Set problem:
Copy nothing before the line that contains "Target: smartphone"; from there, transcribe each line exactly through the end of the material, omitting pictures.

── Listed records ──

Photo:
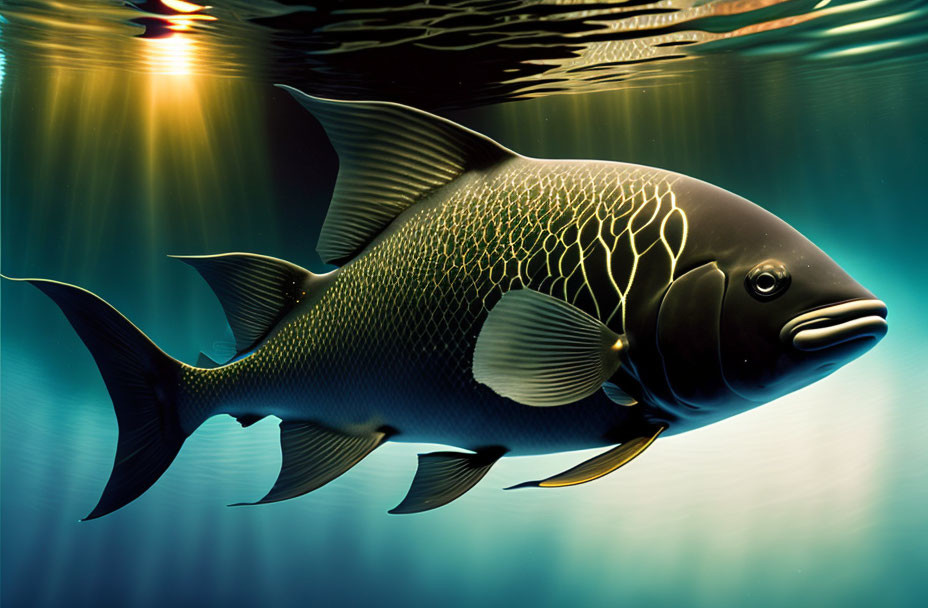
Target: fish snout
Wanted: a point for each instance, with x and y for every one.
(857, 320)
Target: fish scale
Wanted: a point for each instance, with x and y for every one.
(419, 294)
(486, 301)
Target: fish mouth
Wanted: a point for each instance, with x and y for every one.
(837, 324)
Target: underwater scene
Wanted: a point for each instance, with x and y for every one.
(446, 293)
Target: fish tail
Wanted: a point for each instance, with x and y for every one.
(144, 384)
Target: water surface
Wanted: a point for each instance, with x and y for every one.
(134, 131)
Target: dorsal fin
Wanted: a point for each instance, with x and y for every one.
(255, 291)
(390, 156)
(207, 362)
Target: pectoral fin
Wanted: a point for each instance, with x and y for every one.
(541, 351)
(596, 467)
(314, 455)
(444, 476)
(617, 395)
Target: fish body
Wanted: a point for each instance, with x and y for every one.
(491, 302)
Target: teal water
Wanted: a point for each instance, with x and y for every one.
(815, 499)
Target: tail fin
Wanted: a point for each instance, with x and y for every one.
(143, 382)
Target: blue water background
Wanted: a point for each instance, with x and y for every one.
(816, 499)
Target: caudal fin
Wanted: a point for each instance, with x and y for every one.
(143, 382)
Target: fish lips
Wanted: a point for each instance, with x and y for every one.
(857, 321)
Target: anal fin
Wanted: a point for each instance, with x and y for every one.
(598, 466)
(445, 476)
(314, 455)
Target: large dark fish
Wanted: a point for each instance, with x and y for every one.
(485, 300)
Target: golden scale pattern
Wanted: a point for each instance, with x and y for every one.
(410, 307)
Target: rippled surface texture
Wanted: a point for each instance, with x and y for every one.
(134, 131)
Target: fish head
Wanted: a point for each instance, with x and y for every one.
(756, 310)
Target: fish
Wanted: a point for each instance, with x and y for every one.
(495, 303)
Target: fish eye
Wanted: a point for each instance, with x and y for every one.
(767, 280)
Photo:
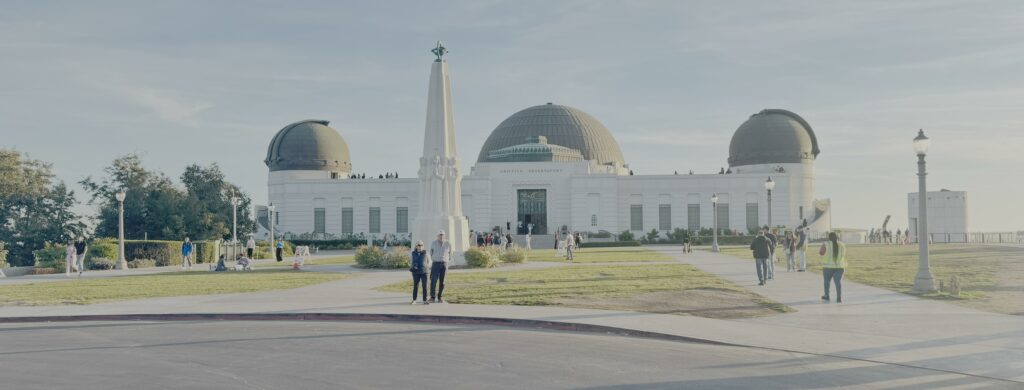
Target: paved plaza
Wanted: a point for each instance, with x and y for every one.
(332, 355)
(872, 327)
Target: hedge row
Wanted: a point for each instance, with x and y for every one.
(610, 244)
(374, 257)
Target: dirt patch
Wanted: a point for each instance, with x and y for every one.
(702, 303)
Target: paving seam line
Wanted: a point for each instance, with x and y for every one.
(454, 319)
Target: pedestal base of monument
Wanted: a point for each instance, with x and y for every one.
(456, 231)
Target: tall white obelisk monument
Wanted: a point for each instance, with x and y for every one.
(440, 176)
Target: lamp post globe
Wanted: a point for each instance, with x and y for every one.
(769, 185)
(269, 219)
(924, 282)
(235, 218)
(122, 262)
(714, 216)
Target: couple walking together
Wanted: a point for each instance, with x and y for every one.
(436, 259)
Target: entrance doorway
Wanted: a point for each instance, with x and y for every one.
(532, 210)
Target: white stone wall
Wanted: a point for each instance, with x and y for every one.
(576, 191)
(947, 213)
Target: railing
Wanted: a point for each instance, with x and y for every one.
(978, 237)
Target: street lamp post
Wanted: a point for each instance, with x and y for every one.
(924, 282)
(269, 218)
(769, 185)
(122, 263)
(235, 218)
(714, 216)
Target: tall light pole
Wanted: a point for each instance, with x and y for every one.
(122, 263)
(269, 218)
(769, 185)
(924, 283)
(235, 218)
(714, 214)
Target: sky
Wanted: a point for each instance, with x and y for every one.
(184, 82)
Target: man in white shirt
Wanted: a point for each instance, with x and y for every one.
(440, 254)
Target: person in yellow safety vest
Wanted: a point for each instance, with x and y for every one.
(833, 265)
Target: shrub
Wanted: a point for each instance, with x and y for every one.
(626, 235)
(43, 271)
(374, 257)
(99, 264)
(481, 258)
(652, 235)
(102, 249)
(398, 258)
(207, 251)
(142, 263)
(263, 250)
(51, 256)
(515, 255)
(163, 252)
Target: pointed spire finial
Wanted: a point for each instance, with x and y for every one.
(439, 51)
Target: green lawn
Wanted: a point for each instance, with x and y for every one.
(601, 255)
(894, 267)
(590, 284)
(164, 285)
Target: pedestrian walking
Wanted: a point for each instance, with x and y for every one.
(81, 249)
(418, 266)
(773, 244)
(802, 247)
(187, 251)
(761, 254)
(791, 248)
(250, 247)
(440, 255)
(70, 257)
(569, 247)
(833, 265)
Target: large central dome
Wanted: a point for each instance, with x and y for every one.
(308, 145)
(562, 126)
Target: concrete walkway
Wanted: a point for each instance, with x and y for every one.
(872, 325)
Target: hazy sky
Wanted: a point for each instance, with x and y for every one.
(186, 82)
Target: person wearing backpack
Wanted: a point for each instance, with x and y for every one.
(833, 265)
(419, 264)
(762, 252)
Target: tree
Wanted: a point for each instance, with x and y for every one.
(209, 203)
(158, 209)
(34, 208)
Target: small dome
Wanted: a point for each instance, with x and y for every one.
(773, 136)
(563, 126)
(308, 145)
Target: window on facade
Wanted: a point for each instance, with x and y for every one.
(752, 216)
(665, 217)
(636, 217)
(401, 220)
(346, 221)
(723, 216)
(693, 217)
(375, 219)
(320, 221)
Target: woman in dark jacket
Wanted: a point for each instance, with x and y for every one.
(418, 265)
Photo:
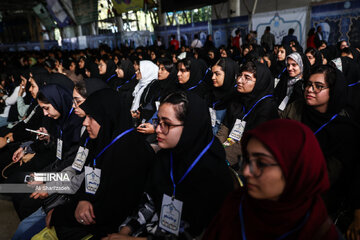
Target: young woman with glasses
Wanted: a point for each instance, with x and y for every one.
(324, 110)
(190, 168)
(285, 172)
(253, 104)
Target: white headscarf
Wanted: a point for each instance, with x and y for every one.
(149, 71)
(291, 82)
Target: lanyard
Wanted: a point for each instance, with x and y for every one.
(282, 72)
(279, 238)
(215, 103)
(110, 77)
(190, 168)
(255, 105)
(71, 110)
(207, 70)
(126, 82)
(353, 84)
(112, 142)
(325, 124)
(86, 141)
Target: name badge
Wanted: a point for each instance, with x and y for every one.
(157, 104)
(277, 80)
(237, 130)
(59, 149)
(213, 116)
(170, 215)
(92, 179)
(283, 104)
(80, 158)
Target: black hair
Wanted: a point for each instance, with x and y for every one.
(168, 64)
(180, 102)
(346, 50)
(186, 62)
(329, 74)
(311, 50)
(249, 66)
(80, 87)
(41, 97)
(221, 63)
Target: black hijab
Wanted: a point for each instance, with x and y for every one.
(92, 68)
(68, 122)
(106, 108)
(61, 80)
(197, 72)
(110, 71)
(242, 103)
(209, 179)
(222, 95)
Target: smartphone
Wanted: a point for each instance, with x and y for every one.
(34, 131)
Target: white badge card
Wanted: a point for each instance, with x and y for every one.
(59, 149)
(170, 215)
(92, 179)
(80, 158)
(276, 81)
(238, 130)
(157, 104)
(283, 104)
(213, 116)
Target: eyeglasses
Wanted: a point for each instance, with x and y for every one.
(316, 87)
(164, 127)
(243, 77)
(256, 166)
(77, 102)
(182, 70)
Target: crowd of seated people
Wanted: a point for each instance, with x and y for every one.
(194, 143)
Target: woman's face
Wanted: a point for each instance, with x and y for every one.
(293, 68)
(211, 55)
(137, 71)
(81, 63)
(162, 74)
(281, 54)
(77, 101)
(315, 98)
(167, 117)
(116, 59)
(153, 56)
(311, 58)
(183, 74)
(223, 53)
(271, 182)
(92, 126)
(218, 76)
(119, 72)
(245, 82)
(49, 110)
(102, 67)
(34, 89)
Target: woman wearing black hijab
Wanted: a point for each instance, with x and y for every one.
(254, 105)
(314, 57)
(223, 76)
(192, 75)
(290, 85)
(125, 74)
(91, 69)
(278, 68)
(123, 165)
(190, 167)
(107, 69)
(323, 110)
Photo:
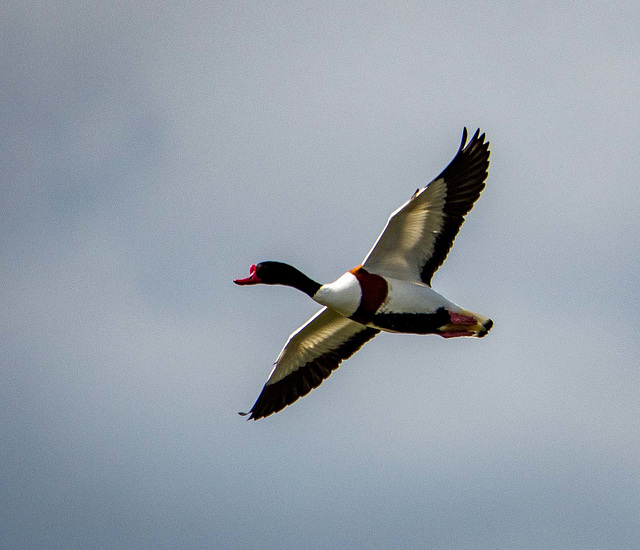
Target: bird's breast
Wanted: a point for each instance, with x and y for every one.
(343, 295)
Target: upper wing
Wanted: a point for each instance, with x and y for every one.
(310, 355)
(419, 234)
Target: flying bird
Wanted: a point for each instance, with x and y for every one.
(390, 291)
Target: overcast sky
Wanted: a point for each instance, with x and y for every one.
(151, 151)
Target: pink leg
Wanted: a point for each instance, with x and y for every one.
(458, 319)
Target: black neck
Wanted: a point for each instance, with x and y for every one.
(279, 273)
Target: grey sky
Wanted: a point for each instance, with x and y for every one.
(151, 152)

───

Worked solution:
Target: smartphone
Wanted: a point for each instance, with x and y for every one.
(34, 131)
Target: white badge card
Wanted: a point for each instance, with x and y for every one.
(59, 149)
(170, 215)
(92, 179)
(80, 158)
(276, 81)
(238, 130)
(157, 104)
(283, 104)
(213, 116)
Target: eyeglasses
Wanted: a point for each instance, with x and y for every one.
(316, 87)
(164, 127)
(243, 77)
(256, 166)
(77, 102)
(182, 70)
Target: crowd of seated people
Wanted: a point for each instance, with x and y for every one.
(194, 143)
Target: woman's face
Wanted: a point for each instance, with x and y for every one.
(293, 68)
(211, 55)
(137, 71)
(81, 63)
(162, 74)
(281, 54)
(77, 101)
(315, 98)
(167, 117)
(116, 59)
(153, 56)
(311, 58)
(183, 74)
(223, 53)
(271, 182)
(92, 126)
(218, 76)
(119, 72)
(245, 82)
(49, 110)
(102, 67)
(34, 89)
Target: woman wearing black hijab
Wanted: a point for each instance, with x and y for every one.
(254, 105)
(314, 57)
(223, 76)
(192, 75)
(290, 85)
(125, 74)
(91, 69)
(278, 68)
(123, 165)
(190, 167)
(107, 69)
(323, 110)
Photo:
Target: bird's breast
Wanted: a point for each instance, with x and y for every one.
(343, 295)
Target: upper wing
Wanted: a point for each instance, with x and y for every one.
(310, 355)
(419, 234)
Target: flying bird
Wanted: a point for each instance, with x and y for every one.
(390, 291)
Target: overcast sky
Wanted: a point for each instance, with x and y for every one.
(151, 151)
Target: pink leg
Wanted: a point for each instance, with x and y for every one.
(458, 319)
Target: black neck
Wanted: a point for each instance, with x and y for every one.
(279, 273)
Target: grey sky
Wanted: a point for each instance, with x and y for every one.
(151, 152)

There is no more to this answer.